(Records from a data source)
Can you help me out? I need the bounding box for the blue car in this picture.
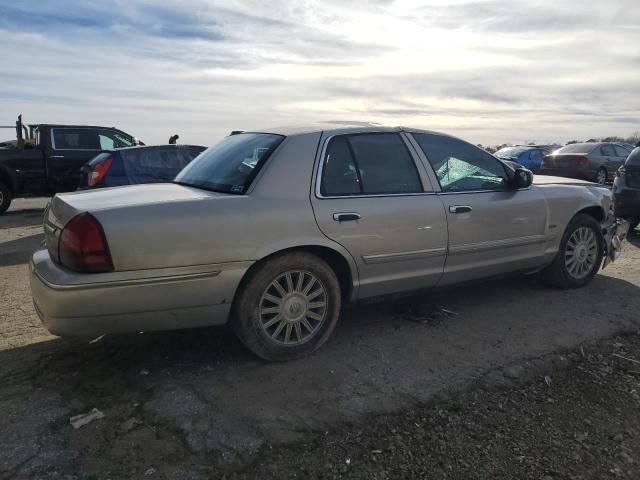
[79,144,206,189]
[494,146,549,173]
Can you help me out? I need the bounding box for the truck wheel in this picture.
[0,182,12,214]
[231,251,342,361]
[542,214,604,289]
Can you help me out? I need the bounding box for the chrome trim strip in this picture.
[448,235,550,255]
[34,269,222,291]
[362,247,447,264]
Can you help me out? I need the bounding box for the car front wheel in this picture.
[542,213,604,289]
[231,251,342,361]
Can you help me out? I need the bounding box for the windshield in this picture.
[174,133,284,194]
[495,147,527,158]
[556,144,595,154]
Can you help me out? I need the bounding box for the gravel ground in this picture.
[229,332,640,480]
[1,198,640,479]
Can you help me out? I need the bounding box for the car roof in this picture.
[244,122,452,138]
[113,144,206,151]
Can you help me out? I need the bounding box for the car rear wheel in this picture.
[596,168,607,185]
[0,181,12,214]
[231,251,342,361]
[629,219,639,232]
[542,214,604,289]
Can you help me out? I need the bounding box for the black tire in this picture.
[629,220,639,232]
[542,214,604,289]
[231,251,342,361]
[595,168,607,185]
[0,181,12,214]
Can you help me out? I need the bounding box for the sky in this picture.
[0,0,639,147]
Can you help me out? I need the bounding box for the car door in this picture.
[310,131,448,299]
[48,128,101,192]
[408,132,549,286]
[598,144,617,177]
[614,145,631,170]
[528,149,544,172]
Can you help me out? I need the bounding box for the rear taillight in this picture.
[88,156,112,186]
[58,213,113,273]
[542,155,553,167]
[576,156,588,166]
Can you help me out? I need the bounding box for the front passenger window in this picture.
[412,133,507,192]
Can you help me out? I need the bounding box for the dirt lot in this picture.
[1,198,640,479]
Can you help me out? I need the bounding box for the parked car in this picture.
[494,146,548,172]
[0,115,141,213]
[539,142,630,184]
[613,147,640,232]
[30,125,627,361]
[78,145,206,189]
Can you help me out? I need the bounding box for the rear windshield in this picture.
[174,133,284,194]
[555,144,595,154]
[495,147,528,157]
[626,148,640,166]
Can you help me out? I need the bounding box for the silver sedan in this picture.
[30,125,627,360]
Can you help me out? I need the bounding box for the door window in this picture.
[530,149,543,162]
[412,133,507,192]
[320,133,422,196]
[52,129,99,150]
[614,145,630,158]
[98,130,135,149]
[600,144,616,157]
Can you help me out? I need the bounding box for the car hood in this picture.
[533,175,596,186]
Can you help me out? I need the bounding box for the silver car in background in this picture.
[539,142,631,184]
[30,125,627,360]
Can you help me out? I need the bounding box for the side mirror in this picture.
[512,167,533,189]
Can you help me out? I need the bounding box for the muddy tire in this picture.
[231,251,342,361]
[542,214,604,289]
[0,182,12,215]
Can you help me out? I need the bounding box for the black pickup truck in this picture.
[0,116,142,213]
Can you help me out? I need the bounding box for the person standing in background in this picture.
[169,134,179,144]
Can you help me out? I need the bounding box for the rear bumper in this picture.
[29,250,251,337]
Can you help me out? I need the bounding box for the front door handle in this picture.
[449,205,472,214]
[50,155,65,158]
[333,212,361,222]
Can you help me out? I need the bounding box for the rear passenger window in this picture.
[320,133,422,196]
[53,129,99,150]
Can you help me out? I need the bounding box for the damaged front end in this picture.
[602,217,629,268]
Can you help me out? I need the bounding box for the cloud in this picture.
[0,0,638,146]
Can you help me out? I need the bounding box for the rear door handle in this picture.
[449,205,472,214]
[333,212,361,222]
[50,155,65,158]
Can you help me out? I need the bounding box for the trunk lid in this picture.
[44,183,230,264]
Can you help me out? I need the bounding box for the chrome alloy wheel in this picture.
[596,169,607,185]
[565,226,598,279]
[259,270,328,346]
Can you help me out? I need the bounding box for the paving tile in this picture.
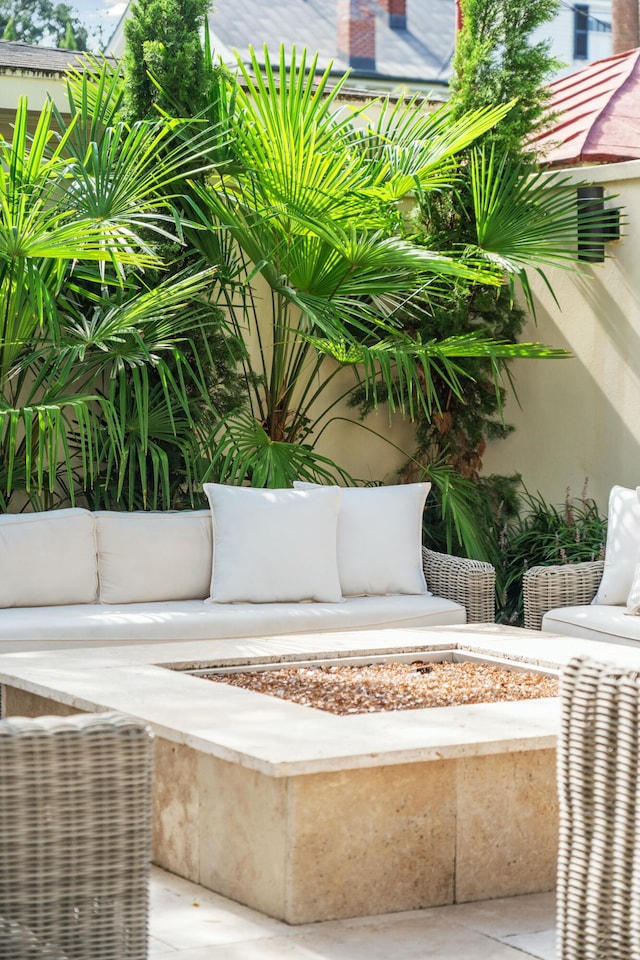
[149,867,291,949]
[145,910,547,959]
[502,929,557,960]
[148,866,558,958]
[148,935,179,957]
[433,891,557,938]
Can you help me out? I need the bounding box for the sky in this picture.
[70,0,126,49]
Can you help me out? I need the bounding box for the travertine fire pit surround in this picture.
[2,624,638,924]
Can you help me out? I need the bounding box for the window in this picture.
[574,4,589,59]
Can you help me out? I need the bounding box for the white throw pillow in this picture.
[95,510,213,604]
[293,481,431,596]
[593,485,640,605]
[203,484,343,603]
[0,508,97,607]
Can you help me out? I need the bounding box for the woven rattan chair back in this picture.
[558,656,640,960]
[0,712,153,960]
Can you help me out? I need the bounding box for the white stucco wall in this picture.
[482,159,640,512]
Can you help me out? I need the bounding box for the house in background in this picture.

Task to carry out: When copying the entries, drop the images and keep every line exact.

Task output:
Can you help me out? I need the bounding box for the blue car in this picture.
[79,144,206,189]
[494,146,549,173]
Can you help me out? I need the bounding box for the truck wheel in this picture.
[0,182,12,214]
[231,251,342,361]
[542,214,604,289]
Can you help me out? I need the bounding box for the chrome trim strip in this picture.
[448,235,550,255]
[34,269,222,291]
[362,247,447,264]
Can you help me out? I need the bounding box for the car front wheel in this picture.
[542,213,604,289]
[231,251,342,361]
Can you help me out? I need the bounding box for the windshield in this picture.
[174,133,284,194]
[495,147,527,158]
[556,144,595,154]
Can you help me out? I need the bounding box for the gravel ground in this picture.
[229,332,640,480]
[1,198,640,479]
Can you help me out? I need the bounding box for the car roof in this picture.
[244,122,452,138]
[113,144,206,151]
Can you help me out? I need the bounding box for the car rear wheel in this picture.
[596,168,607,185]
[0,181,12,214]
[231,251,342,361]
[629,219,639,232]
[542,214,604,289]
Can you help me out? I need the bounding box for the black tire in this picture.
[629,220,639,232]
[542,214,604,289]
[231,251,342,361]
[595,168,607,185]
[0,181,12,214]
Can you help me out? I need the bounding box for the sky in this picture.
[0,0,639,147]
Can you help me out? I need the bounding box for the car door in this picture.
[310,131,448,299]
[48,128,101,192]
[408,132,549,286]
[598,144,617,177]
[614,145,631,170]
[528,149,544,172]
Can you help me out? I need the bounding box for the rear taillight in this picture.
[88,156,112,186]
[58,213,113,273]
[542,155,553,167]
[576,156,588,166]
Can you help me out? I need the bounding box for the front passenger window in this picture.
[412,133,507,192]
Can you help me out? I need the bounding box for the dirt lot in this picture.
[1,198,640,479]
Can you help me out? I need the bounding box for the parked car in this picture.
[494,146,548,172]
[0,115,141,213]
[539,142,630,184]
[613,147,640,232]
[30,125,627,361]
[78,145,206,189]
Can you help me out? I need the bounding box for the rear windshield in this picture.
[174,133,284,194]
[555,144,595,154]
[495,147,528,157]
[626,148,640,166]
Can you help me out? I need the bounding box for the silver sedan in this picture.
[30,125,627,360]
Can you help me out? I need the bounding box for the door window in this picture.
[530,149,543,162]
[412,133,507,192]
[320,133,422,196]
[52,129,99,150]
[614,145,630,158]
[98,130,135,149]
[600,144,616,157]
Can you help me out? I need the bounding box for the car hood in this picture.
[533,175,596,186]
Can you help me out? I need the bounding box for the silver car in background in this picture.
[539,142,631,184]
[30,125,627,360]
Can you help me out? I need the bounding box for the side mirror in this picture.
[512,167,533,189]
Can you help me out? I need the bounding box for the muddy tire in this picture.
[231,251,342,361]
[542,214,604,289]
[0,182,12,215]
Can you help me out? I need the bounding box for the black pickup truck in this picture.
[0,116,142,213]
Can you help me out? I need the bounding box for the person standing in background in this picture.
[169,134,179,144]
Can you help me out? I need the bounding box for the rear bumper in this picture.
[29,250,251,337]
Can you help me out? I need the bounding box for the front door handle in this picture.
[449,205,472,214]
[50,155,65,158]
[333,212,361,222]
Can you help me out? I need the bounding box for the rear passenger window in this picture.
[320,133,422,196]
[53,129,99,150]
Can you help me out? I need the bounding box for the damaged front end in this picture.
[602,217,629,268]
Can you help me out? I need the bounding box for the cloud in this picture.
[0,0,638,146]
Can you help me out? I need the bounding box for the rear door handle in this picture.
[449,205,472,214]
[333,212,361,222]
[50,155,65,158]
Can you help me out? I need the bounding box for the trunk lid in this picture.
[44,183,230,264]
Can you help me out? I need the bounding box for the chrome alloy wheel in this picture.
[596,169,607,185]
[565,226,598,279]
[259,270,328,346]
Can you help me out? I need the bounding box for the paving tile in this picture.
[149,867,291,949]
[145,910,547,959]
[502,929,557,960]
[148,866,558,958]
[148,935,179,957]
[433,891,557,938]
Can you help me out? I need the bounding box for the sky in this picture.
[70,0,126,49]
Can you help me out? I need the bounding box for the travertine fire pit surround in this picture.
[2,624,638,924]
Can you help me out? I need the bounding box for the window in this picture.
[574,4,589,59]
Can you help me out? I need the bounding box for the white throw pillow in this picture.
[95,510,213,604]
[293,481,431,596]
[593,485,640,605]
[203,484,343,603]
[0,508,97,607]
Can you help me out? I need the bounding box for the woven rattan chair back in this picture.
[558,656,640,960]
[0,712,153,960]
Can you help me out? I need the bounding box for the white stucco wall in this picture.
[482,159,640,512]
Can you help me out? I need the bounding box for the house in background in this picture.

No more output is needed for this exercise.